§ WHAT IS REQUIRED:
Collect every line in the material below that contains the string "tree". Matches must have the same case.

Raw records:
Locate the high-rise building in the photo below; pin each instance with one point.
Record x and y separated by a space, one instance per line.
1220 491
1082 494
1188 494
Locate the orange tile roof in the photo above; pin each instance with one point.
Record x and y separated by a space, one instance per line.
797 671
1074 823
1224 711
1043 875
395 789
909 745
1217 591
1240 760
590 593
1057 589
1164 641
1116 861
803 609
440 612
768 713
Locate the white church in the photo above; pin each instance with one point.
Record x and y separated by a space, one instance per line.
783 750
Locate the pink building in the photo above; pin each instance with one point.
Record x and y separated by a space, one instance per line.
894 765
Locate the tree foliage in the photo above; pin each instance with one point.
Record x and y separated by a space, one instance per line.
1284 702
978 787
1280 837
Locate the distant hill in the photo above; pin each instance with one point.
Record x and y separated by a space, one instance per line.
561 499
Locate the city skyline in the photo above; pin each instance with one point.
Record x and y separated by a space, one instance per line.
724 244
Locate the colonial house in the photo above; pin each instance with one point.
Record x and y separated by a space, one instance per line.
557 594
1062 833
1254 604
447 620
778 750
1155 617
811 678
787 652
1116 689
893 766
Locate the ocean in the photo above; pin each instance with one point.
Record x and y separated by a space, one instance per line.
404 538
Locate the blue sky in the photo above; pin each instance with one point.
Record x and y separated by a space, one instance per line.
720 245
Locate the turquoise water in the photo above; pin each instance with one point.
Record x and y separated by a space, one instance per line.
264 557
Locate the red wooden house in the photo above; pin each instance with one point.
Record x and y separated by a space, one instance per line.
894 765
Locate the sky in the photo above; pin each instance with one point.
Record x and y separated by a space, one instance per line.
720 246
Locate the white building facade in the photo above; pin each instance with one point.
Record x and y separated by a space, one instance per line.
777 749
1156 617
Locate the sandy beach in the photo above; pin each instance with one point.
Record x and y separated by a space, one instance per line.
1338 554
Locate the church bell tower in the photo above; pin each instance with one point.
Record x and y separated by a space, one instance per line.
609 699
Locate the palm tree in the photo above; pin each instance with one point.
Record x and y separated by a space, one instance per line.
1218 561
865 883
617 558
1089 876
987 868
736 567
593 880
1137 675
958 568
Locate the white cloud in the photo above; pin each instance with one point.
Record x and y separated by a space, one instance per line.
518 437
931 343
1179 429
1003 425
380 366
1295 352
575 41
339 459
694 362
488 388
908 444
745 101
---
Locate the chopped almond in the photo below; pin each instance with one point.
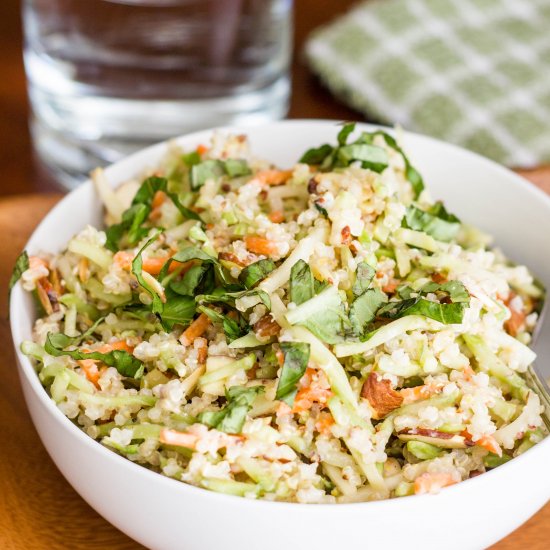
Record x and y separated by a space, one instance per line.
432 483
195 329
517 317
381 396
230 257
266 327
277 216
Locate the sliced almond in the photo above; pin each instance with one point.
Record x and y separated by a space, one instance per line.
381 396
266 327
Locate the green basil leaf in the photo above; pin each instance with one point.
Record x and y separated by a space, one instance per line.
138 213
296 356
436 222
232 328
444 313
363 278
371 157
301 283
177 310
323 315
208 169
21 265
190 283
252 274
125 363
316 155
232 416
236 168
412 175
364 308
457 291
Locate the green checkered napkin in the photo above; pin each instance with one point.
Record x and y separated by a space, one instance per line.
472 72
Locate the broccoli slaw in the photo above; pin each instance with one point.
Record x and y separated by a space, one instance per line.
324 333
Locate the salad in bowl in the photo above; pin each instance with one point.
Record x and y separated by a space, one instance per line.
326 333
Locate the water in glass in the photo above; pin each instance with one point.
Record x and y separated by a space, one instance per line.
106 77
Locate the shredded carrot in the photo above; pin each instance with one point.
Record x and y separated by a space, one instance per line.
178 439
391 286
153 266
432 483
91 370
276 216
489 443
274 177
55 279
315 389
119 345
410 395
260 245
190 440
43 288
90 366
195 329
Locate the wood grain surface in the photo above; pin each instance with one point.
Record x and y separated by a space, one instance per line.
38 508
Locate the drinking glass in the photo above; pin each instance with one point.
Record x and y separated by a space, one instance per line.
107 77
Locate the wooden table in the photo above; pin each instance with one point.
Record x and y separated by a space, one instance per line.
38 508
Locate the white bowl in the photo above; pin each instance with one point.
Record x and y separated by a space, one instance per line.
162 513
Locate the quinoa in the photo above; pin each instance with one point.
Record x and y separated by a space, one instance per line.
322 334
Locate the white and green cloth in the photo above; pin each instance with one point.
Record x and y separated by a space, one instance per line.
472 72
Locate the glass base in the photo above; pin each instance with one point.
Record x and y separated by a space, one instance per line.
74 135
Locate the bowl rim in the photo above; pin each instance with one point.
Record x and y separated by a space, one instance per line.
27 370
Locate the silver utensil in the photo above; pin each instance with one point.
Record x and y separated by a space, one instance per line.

§ RESPONSE TO THIS TASK:
Locate the tree foliage in the photo above; pin each instance with one point.
Locate the palm tree in the photo above; pin each instance with one point.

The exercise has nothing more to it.